Please set down the entries below once more, exactly.

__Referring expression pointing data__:

·····

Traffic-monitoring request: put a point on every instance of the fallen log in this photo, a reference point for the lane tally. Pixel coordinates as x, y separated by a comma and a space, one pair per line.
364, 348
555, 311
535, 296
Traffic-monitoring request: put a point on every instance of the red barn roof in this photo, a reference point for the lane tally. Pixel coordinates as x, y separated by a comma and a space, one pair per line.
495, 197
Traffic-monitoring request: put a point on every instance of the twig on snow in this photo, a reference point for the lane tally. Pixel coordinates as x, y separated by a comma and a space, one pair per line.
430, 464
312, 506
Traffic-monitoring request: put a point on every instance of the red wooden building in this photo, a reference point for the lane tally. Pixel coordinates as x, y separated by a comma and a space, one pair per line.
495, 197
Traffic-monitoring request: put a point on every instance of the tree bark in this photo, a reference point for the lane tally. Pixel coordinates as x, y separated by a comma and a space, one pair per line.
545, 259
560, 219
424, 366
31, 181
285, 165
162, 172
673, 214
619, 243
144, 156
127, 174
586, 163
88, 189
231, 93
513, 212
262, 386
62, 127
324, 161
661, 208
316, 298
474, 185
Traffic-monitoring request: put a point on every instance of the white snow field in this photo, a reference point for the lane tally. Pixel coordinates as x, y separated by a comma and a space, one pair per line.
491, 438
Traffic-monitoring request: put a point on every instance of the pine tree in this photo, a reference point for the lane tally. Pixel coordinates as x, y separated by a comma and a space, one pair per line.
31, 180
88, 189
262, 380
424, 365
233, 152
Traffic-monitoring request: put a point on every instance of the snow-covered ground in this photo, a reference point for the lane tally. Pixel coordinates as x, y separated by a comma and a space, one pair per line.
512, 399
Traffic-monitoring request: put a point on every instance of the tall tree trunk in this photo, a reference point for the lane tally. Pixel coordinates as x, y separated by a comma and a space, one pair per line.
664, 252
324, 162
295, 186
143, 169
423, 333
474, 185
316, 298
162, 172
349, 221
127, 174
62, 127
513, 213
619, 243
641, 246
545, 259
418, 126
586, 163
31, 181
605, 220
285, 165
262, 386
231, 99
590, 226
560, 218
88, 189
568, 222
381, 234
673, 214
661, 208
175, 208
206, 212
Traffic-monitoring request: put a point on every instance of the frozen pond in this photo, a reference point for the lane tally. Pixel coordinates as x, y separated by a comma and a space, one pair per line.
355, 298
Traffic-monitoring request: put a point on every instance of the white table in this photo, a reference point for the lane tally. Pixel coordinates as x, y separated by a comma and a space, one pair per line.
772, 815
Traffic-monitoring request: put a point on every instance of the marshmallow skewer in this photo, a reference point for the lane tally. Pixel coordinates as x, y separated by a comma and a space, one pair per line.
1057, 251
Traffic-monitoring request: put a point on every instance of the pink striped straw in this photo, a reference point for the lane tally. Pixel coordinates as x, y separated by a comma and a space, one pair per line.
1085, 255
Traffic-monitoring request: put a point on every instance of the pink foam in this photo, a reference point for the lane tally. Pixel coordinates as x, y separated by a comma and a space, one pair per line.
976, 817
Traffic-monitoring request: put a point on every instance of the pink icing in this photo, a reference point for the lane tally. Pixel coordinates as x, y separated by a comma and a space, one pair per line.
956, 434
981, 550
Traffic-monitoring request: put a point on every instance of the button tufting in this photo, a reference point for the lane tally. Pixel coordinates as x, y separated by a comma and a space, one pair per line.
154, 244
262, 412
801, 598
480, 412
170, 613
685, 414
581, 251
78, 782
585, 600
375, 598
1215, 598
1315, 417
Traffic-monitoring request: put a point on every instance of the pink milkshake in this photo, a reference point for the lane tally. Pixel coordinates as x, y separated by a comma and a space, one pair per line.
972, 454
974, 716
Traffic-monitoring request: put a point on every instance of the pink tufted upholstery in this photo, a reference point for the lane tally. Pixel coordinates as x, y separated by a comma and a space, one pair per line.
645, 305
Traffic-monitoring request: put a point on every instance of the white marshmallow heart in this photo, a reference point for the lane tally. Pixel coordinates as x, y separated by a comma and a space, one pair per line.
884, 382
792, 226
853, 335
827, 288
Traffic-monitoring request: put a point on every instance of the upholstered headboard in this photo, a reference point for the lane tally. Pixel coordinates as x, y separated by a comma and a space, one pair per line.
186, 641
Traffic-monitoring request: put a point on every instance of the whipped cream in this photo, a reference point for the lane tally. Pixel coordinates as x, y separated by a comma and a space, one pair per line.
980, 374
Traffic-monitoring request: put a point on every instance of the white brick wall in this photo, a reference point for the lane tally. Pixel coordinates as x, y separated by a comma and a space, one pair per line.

·····

__Output of the exercise__:
Traffic-monitoring request: put a point on every instance of the fallen log in this photo, a reference point for the lane tally. Pixel coordinates as x, y separated by a comma and a space, one pair per line.
364, 348
555, 311
535, 296
Traffic-monitoring request: put a point on every instance of the red barn roof in this photo, a reference point for the lane tally. Pixel coordinates as x, y separated by a comma and a space, one pair per line.
495, 197
Traffic-monitoring request: put a point on every instance of the twig on snow in this photo, a reference point for the lane tally. Pixel coordinates as x, y separated by a comma and a space, one pair per line.
430, 464
312, 506
Traffic-monitoring request: put a point on every instance of the red wooden building in this photo, a reference point for the lane tally. Pixel coordinates as x, y separated by a comma and a space, one pair per line.
495, 197
Traffic-monitoring request: put a point on every instance of the tree bark in this photo, a reference point for the lane tally. Pixel coordinates as x, y separated by a comma and a space, one pair per line.
545, 259
560, 219
424, 366
31, 181
285, 165
162, 172
673, 214
619, 243
144, 156
127, 174
586, 163
88, 189
231, 93
513, 212
262, 386
62, 127
324, 161
661, 208
316, 298
474, 185
Traffic-monitoring request: put a point on every instance of the white snow field in this photo, a reference point for the lane tally. Pixel coordinates as x, y separated by a comma and a space, one pair per line.
491, 438
Traffic-monitoring request: put a point on every instance of the pine tree in this photo, a reference point for the lane tally. Pixel coordinates as x, y separated by a comma and a space, one pair per line.
31, 180
88, 189
262, 380
424, 365
233, 152
Traffic-monitoring request: put a point on every instance of the snow-covered ground in this photo, a reference point for the lane tally. Pixel coordinates as x, y separated by a comma and a space, one pair per line.
512, 399
Traffic-monitoring request: put a point on every instance of the tall tree trunk in this photo, a reference point for the lane tally. Pixel coordinates as x, y separated by a comma and a space, one pair per line.
664, 252
324, 162
295, 186
143, 169
423, 333
474, 185
316, 298
162, 172
349, 221
127, 174
62, 127
513, 213
619, 243
641, 246
545, 259
418, 126
586, 163
31, 181
605, 220
285, 165
262, 386
231, 99
590, 226
560, 218
88, 189
568, 222
381, 234
673, 214
661, 208
175, 208
206, 212
Traffic-monitoring request: put a point on every instance of the frozen pond in this photo, a reference point for the lane tally. Pixel coordinates as x, y separated by a comma and a space, one pair per line.
355, 298
Traffic-monitoring request: put a point on every instance of the white table in this photo, a reference point for the lane tally. Pixel coordinates as x, y separated by a comma and a space, one pair per line.
772, 815
Traffic-monitoring request: put a point on every instance of the marshmallow skewer in this photo, a reference point for the lane tally. Pixel coordinates as x, y separated by a comma and a space, one pair per line.
1057, 251
Traffic-monitoring request: put a point on every instance of the pink striped straw in this photo, a reference point for the lane tally. Pixel coordinates as x, y separated by a comma and a space, one pair per line.
1085, 255
Traffic-monitoring request: put a point on every instance of the pink foam in this photo, a reference point for the lane tally. Pixel coordinates as x, y separated by a comma and a space, one pair per line.
976, 817
Traffic-monitoring request: put a point on every instance of the pink icing in this photo, a reference point for the lane tally. Pixel coordinates as x, y separated by a comma and a space, one pair per line.
956, 434
981, 550
Traffic-monitoring request: put a point on every instance of the button tufting in this photo, a reference point for the lane tally. Pixel coordinates as x, y separated by a comma and a space, one pair per line.
154, 244
262, 412
801, 598
480, 412
170, 613
685, 414
581, 251
78, 782
585, 600
375, 598
1215, 598
1315, 417
Traffic-monitoring request: put a point on every instance of the pink milkshake in this photo, a reference point for the lane tally. Pixel coordinates as x, y separated by a comma and a space, one pair per line.
972, 454
974, 716
Traffic-monitoring request: put a point on every instance of the pink tufted upholstery in this photo, a reference point for the lane tally. Pixel coordinates as x, y separated by a comma and a space, one pair per line.
645, 305
Traffic-monitoring request: put a point on every instance of the white marshmallow heart in this photo, a reference point for the lane tally. Pixel coordinates as x, y separated by a comma and a space, one pair per line.
884, 382
792, 226
853, 335
827, 288
Traffic-monitoring request: put a point on every instance of the upholstered headboard in this photo, a reference point for the lane tally. Pixel coordinates as x, y separated by a comma and a space, one pair per line.
186, 641
Traffic-monitoring request: put a point on every instance of the whipped cream in this photo, a reference point for the lane tally. Pixel coordinates as x, y separated by a comma and a space, one pair per line.
980, 374
Traffic-monitoring request: put a point on every instance of the white brick wall in this photo, a reference point for the lane tally. Pixel coordinates as x, y separated by a comma and a space, one pair per line.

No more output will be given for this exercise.